Stored data:
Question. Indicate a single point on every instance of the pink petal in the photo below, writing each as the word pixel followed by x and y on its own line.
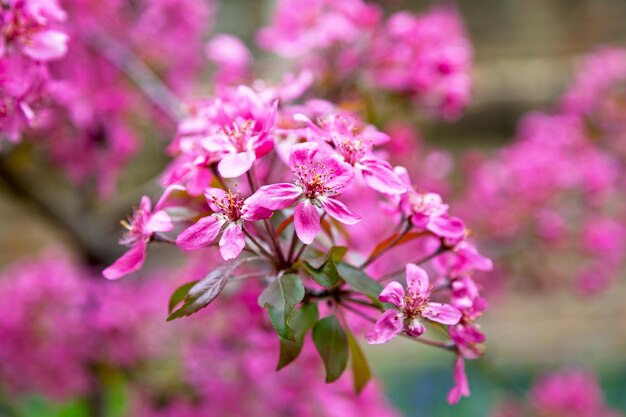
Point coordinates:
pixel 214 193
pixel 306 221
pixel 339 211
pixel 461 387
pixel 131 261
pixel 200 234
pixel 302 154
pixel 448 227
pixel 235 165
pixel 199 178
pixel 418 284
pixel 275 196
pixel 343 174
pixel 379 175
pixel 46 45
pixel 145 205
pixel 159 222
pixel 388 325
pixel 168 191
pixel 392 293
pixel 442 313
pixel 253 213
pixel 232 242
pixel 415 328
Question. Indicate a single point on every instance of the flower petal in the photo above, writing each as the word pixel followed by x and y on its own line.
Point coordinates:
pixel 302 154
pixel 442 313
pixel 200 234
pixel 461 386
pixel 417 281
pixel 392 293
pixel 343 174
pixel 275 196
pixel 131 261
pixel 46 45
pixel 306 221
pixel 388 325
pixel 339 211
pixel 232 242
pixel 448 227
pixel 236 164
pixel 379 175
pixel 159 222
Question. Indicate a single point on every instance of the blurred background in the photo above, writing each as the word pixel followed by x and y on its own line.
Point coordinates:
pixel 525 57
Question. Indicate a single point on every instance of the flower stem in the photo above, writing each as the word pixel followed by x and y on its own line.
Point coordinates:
---
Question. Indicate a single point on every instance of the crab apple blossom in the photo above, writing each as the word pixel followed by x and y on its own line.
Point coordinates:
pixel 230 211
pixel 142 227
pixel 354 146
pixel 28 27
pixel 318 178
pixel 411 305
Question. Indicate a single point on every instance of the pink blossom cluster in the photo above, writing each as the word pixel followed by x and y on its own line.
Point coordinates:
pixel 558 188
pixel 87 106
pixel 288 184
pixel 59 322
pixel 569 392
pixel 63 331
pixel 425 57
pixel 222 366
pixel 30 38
* * *
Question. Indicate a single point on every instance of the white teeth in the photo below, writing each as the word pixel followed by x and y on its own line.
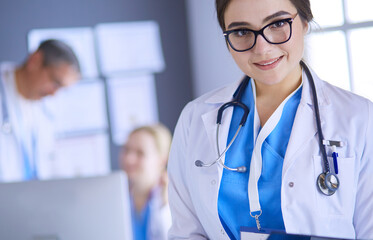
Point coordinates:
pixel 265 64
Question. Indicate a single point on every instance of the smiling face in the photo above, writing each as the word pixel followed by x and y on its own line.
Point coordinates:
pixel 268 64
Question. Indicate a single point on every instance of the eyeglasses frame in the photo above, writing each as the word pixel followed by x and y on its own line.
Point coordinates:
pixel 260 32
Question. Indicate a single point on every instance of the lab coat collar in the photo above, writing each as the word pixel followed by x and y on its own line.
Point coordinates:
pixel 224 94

Try it:
Which lines of the data above contain the string "below"? Copy each of them.

Reply to the task:
Question. Indicate a single point on every instance of the pink petal in the photo below, writing each as the word pixel followed by x and y on its own line.
Question. Indicate a single point on every instance of the white teeth in the photo below, writing each as the word pixel followed by x and y on its own line.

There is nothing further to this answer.